## Task brief
Please transcribe part of the comment word for word, beginning at the words "Comment by mStreamTeam" and stopping after "and emotional distress.".

## Article

Comment by mStreamTeam
5 years ago
While this is great advice, it doesn't solve OPs problem of worrying about offending someone.
The larger problem is an offended person can do a lot of damage. In extreme cases, offended people have SWATted their targets causing all sorts of physical damage and emotional distress.
Personally, I don't want to worry about getting SWATted because some nobody from my high-school disagreed with my Facebook post. So I'm not going to post anything on Facebook.
I definitely know that nobody on my Facebook would ever SWAT me. I just don't like to trigger people. People carry a lot of hidden emotional baggage with them these days with trip wires in various topics of discussion. Something about Facebook/Twitter makes it easier to step on those. Or, maybe it's me; maybe something about FB/Twitter makes me post outlandish things without realizing it. I'm with you on this - it's not worth trying to "solve" it when I can just not post on Facebook.

## Data rows
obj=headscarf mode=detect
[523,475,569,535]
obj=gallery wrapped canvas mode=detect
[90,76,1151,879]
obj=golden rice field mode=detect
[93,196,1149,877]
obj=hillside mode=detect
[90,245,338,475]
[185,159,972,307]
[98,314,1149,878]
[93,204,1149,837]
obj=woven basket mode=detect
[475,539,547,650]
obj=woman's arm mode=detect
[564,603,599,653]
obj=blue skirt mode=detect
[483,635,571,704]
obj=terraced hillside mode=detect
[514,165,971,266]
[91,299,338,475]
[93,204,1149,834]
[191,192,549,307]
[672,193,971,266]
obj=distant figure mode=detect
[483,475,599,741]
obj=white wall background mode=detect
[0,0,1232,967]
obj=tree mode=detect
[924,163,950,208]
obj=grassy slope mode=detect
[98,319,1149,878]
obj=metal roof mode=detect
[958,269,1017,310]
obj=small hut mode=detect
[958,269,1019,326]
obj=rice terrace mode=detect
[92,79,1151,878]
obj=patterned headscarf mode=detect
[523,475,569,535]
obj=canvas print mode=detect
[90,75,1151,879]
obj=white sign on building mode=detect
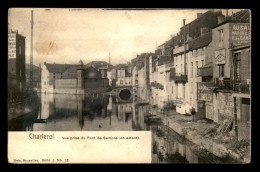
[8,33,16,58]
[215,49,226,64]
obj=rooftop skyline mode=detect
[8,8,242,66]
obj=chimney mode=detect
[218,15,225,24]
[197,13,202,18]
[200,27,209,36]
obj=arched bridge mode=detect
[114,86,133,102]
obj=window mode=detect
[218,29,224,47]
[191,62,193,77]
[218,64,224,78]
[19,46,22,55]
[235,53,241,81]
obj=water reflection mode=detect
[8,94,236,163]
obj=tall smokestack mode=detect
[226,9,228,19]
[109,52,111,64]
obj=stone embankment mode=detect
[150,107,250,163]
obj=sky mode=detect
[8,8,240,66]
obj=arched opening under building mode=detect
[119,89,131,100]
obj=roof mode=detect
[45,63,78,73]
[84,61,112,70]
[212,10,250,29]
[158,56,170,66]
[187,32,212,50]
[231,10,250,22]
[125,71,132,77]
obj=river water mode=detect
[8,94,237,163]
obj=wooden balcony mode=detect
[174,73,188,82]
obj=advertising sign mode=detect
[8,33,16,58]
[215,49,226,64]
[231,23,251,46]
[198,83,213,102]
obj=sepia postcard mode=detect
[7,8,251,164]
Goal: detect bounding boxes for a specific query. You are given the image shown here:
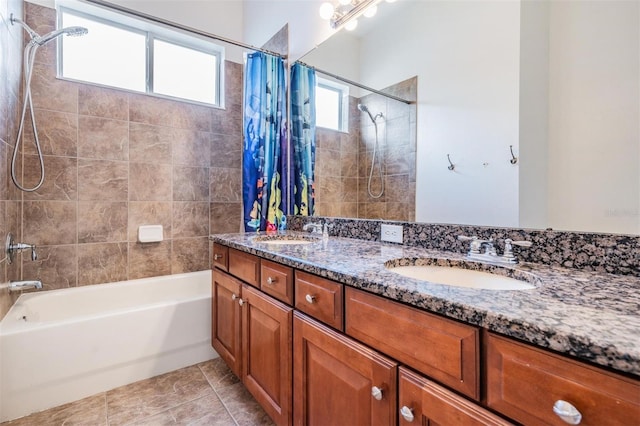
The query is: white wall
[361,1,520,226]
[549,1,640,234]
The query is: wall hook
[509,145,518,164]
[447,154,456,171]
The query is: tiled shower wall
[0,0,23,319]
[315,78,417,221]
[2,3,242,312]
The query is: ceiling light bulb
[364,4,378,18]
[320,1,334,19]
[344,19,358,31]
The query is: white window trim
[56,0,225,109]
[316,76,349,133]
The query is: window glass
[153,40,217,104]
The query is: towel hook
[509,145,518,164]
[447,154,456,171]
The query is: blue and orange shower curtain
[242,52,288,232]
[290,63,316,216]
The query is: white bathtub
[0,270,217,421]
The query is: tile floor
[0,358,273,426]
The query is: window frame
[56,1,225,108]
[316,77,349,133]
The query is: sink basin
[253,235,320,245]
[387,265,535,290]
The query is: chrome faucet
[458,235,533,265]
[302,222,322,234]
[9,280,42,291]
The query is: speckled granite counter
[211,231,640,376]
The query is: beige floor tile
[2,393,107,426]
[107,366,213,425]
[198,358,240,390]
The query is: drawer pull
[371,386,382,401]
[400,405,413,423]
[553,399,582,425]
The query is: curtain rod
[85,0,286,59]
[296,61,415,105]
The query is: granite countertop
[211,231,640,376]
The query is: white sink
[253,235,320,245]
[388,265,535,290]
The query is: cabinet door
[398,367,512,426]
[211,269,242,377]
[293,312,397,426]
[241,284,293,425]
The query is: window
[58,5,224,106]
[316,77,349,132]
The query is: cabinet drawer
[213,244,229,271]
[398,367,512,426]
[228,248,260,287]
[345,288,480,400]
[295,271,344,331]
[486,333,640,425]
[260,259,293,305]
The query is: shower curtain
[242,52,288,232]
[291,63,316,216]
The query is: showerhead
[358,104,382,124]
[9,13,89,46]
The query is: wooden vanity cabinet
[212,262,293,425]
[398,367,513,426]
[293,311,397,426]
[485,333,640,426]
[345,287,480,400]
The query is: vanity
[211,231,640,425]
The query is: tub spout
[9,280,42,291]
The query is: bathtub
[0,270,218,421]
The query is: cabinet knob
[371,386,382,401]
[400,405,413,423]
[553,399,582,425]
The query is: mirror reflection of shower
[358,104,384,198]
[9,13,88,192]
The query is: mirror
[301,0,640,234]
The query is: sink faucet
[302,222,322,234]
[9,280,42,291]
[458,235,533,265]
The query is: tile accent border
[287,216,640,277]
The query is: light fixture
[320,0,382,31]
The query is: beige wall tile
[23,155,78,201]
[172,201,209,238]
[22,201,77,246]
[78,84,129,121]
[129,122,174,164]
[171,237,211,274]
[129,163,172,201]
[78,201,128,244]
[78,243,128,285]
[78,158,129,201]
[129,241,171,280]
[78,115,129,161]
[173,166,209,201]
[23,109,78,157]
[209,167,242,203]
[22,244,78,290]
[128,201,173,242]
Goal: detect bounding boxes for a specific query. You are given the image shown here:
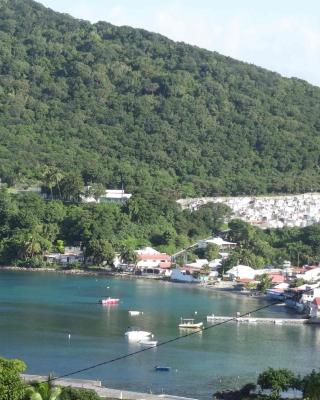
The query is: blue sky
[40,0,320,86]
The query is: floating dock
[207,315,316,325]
* * *
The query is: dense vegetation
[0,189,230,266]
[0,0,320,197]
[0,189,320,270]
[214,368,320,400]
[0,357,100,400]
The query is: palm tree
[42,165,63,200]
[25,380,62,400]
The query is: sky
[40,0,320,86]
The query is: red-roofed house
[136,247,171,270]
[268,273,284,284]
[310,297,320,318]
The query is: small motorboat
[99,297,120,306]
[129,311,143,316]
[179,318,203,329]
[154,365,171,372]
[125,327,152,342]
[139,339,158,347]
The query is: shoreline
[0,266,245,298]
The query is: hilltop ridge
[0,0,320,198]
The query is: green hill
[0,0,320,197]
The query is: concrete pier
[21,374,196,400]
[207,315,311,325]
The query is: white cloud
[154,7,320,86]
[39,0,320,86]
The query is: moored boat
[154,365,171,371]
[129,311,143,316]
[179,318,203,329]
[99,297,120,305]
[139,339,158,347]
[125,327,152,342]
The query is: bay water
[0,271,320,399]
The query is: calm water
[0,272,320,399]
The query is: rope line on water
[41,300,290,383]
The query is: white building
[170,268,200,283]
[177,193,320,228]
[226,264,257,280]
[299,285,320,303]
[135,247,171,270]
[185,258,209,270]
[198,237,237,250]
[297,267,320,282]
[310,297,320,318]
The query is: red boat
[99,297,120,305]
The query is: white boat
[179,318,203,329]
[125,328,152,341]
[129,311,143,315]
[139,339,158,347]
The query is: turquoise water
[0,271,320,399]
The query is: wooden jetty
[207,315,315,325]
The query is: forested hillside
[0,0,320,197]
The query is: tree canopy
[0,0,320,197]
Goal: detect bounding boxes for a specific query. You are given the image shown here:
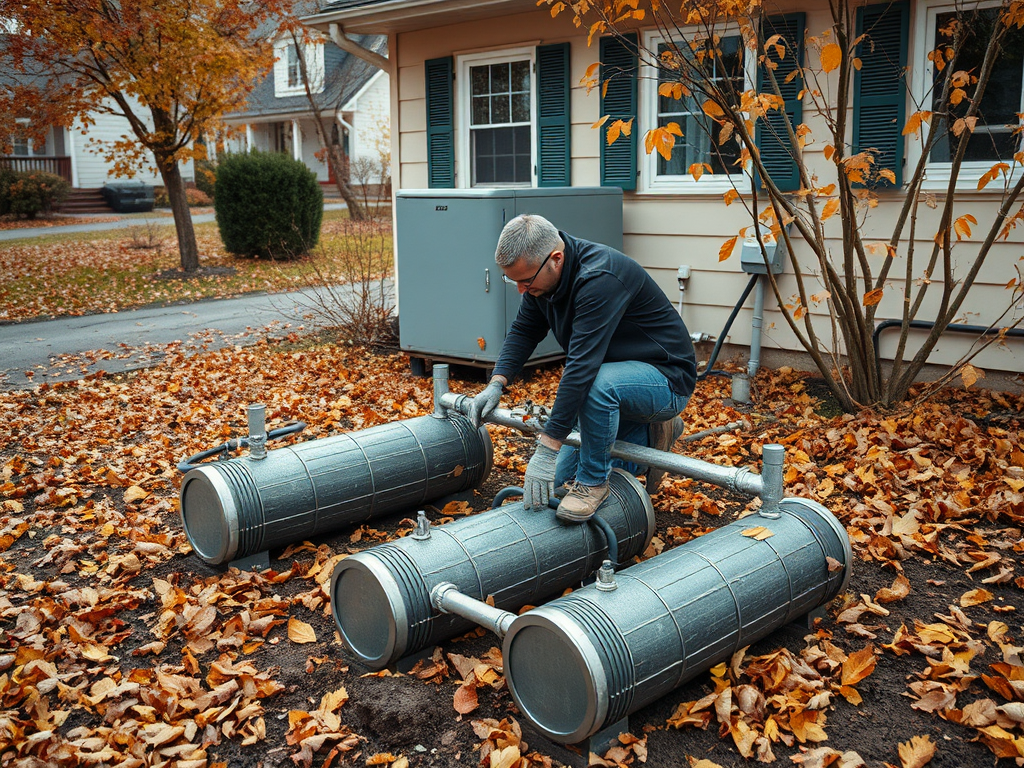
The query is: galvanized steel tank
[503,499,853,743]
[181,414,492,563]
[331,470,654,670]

## Task solution
Comment by mStreamTeam
5 years ago
While this is great advice, it doesn't solve OPs problem of worrying about offending someone.
The larger problem is an offended person can do a lot of damage. In extreme cases, offended people have SWATted their targets causing all sorts of physical damage and emotional distress.